DATA:
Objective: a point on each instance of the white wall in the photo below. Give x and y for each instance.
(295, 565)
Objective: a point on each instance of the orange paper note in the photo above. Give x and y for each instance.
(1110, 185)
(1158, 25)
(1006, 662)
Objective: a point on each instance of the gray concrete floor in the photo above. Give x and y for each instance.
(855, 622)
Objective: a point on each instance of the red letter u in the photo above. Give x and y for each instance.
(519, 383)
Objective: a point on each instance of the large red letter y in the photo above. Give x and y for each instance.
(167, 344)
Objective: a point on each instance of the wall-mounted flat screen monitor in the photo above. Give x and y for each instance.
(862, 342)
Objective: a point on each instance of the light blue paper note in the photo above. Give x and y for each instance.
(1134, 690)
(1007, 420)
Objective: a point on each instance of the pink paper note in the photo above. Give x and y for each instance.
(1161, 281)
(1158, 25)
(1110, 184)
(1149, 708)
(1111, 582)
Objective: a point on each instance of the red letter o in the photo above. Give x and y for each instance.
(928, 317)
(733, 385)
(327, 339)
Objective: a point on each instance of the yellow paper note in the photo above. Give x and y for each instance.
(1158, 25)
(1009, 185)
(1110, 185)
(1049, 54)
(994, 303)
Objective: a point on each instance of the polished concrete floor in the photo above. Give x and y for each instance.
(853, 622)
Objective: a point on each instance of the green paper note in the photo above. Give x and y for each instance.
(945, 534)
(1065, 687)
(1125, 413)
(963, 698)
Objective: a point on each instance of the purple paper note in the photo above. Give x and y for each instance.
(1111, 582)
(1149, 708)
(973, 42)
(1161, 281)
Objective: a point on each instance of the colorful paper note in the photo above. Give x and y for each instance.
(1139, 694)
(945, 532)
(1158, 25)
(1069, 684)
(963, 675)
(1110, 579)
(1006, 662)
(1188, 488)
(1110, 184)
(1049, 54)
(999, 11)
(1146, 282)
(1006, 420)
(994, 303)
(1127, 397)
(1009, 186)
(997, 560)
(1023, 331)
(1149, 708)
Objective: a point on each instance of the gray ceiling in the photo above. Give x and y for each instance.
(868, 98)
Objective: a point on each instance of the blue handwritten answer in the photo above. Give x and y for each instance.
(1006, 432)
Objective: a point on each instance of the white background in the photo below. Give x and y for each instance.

TASK DIRECTIONS: Copy every record precisely, omitting nothing.

REPLY:
Objective: a point on each instance of the white wall in the photo below. Give x and y for each instance.
(295, 565)
Objective: a point on each instance of the orange paper note in the photo above. Give x and y for each instance.
(1110, 185)
(1158, 25)
(1006, 662)
Objective: a point on each instance of the gray concrete floor in the photo above. Give x and y for each instance.
(855, 622)
Objective: a point on each instance of the red letter u in the photo above. Give x and y for each instance.
(519, 383)
Objective: a point on each instance of the large red letter y in the photo above. Give x and y for each instance.
(167, 344)
Objective: a point on each instance of the wall-mounted flat screen monitor in the photo above. Give x and y for each instance.
(862, 342)
Objective: a point on each instance of the light blue paper note in the photo above. Give x and y for each instance.
(1134, 690)
(1007, 420)
Objective: a point on each instance of the pink paper note in the photo above. Give x and y for each instance.
(1161, 281)
(1158, 25)
(1110, 184)
(1149, 708)
(1111, 582)
Objective: a point on each instance of the red letter o in the photo above. Give x and y for each instance.
(928, 317)
(733, 385)
(327, 339)
Objective: a point on each instance of the yellow paper note in the photo above. Give x and y for each instance.
(1158, 25)
(1009, 185)
(1110, 185)
(1049, 54)
(994, 303)
Objective: a point on each instance of the polished concrete floor in the photo above. Give x and y for each instance.
(853, 622)
Objective: a point on each instance of the green paper note in the photo above. Give x and y for each instance.
(945, 534)
(1065, 687)
(1125, 413)
(963, 698)
Objective: a point on each instance of the purple paper note in the photo above. Give x and y for each instance.
(1111, 582)
(1149, 708)
(973, 42)
(1161, 281)
Objective: a point on each instance of the colorful paper note in the photo above. Give x and y for each instance.
(1139, 694)
(945, 532)
(1158, 25)
(1069, 684)
(963, 675)
(1110, 579)
(1006, 662)
(1188, 488)
(1110, 184)
(1049, 54)
(999, 11)
(1146, 282)
(1006, 420)
(994, 303)
(1127, 397)
(1009, 186)
(997, 560)
(1023, 331)
(1149, 708)
Objective: a point on each instance of the gray ceiling in the photo above. Give x and y for each instance.
(868, 98)
Objective: a point on each instance of the blue handwritten answer in the photo above. Give x and y for each instance.
(1006, 432)
Objective: a point on each instance of the white background in the photo below. Give x and y for each instance.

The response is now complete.